By default, they do not share our values, our beliefs or our morals. They simply don’t – they are dogs…not furry babies with four legs! Should we be angry that our ‘kids’ let us down, that they pee on the carpet, that they do not welcome the guests we want them to welcome? That they roll in poo? That they wee up Aunty Flo’s plant pots? No, we need to know that they are dogs.They have reasons for each and every action…just because you do not know what it is, doesn’t mean that there isn’t one and a large majority of those, they need to be free to express to be fulfilled.
However, we do live in a rather self-serving society. The L’Oreal culture – because I’m worth it. I want a dog, because I want one. I want a Cockerpoo, a puggle, a Chug, a Jug…’cos I can and they are bang-on-trend. Do I still want to live in my penthouse apartment? Do I still want drinks after work each and every night, yes…but that’s fine, Doggy Day-care will have the dog. We mess them up.

^^^^

• **Jobs**:
1. Write out the stretch of the dog-ownership passage from "By default, they" through "to be fulfilled.".
2. In the dog-ownership passage, who will have the dog while the owner has drinks after work each night?

• **Raw data**:
^^^^

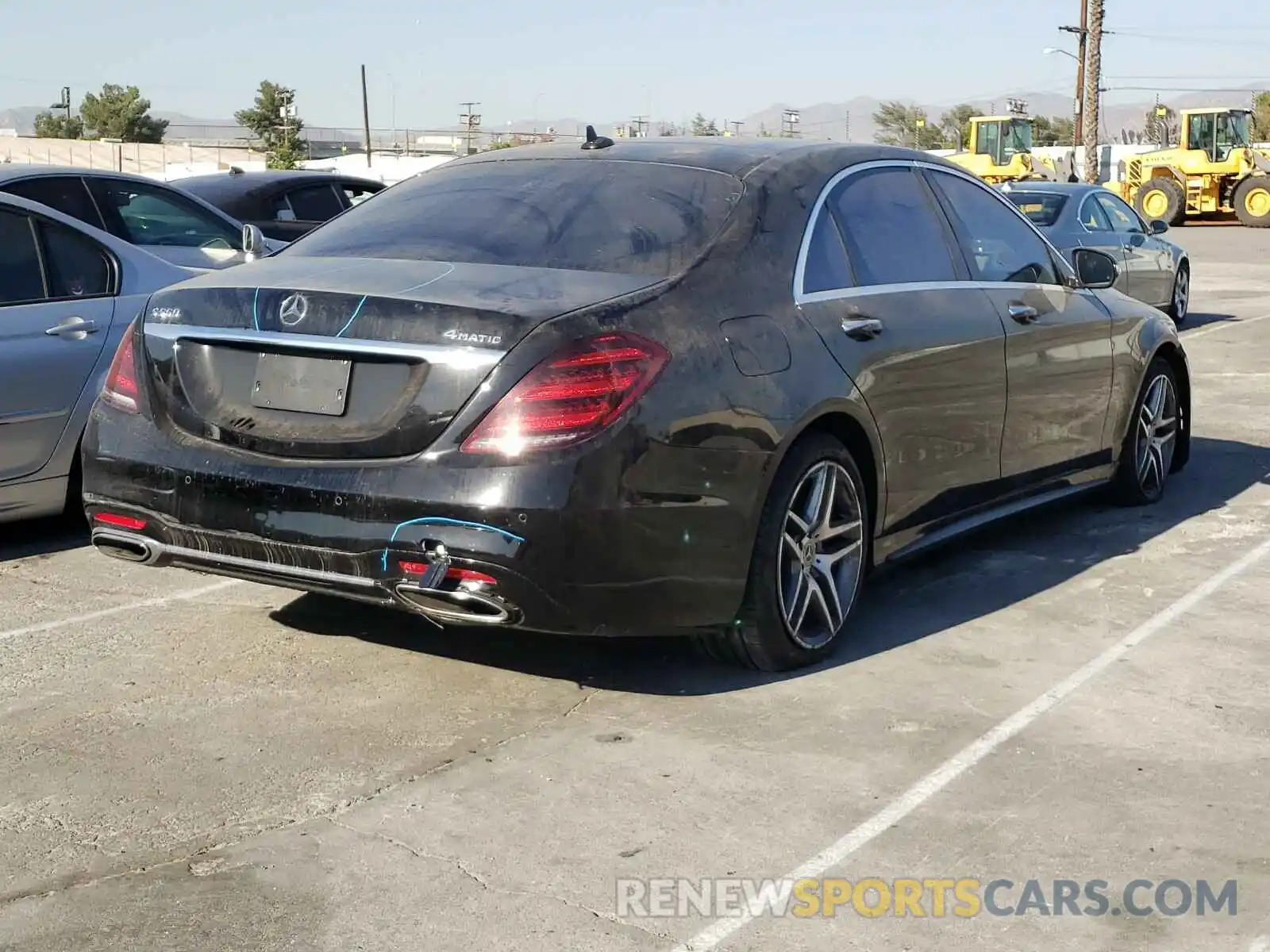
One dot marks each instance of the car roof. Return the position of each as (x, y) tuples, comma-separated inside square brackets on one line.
[(724, 154), (234, 183), (27, 171)]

^^^^

• **Answers provided**:
1.
By default, they do not share our values, our beliefs or our morals. They simply don’t – they are dogs…not furry babies with four legs! Should we be angry that our ‘kids’ let us down, that they pee on the carpet, that they do not welcome the guests we want them to welcome? That they roll in poo? That they wee up Aunty Flo’s plant pots? No, we need to know that they are dogs.They have reasons for each and every action…just because you do not know what it is, doesn’t mean that there isn’t one and a large majority of those, they need to be free to express to be fulfilled.

2. Doggy Day-care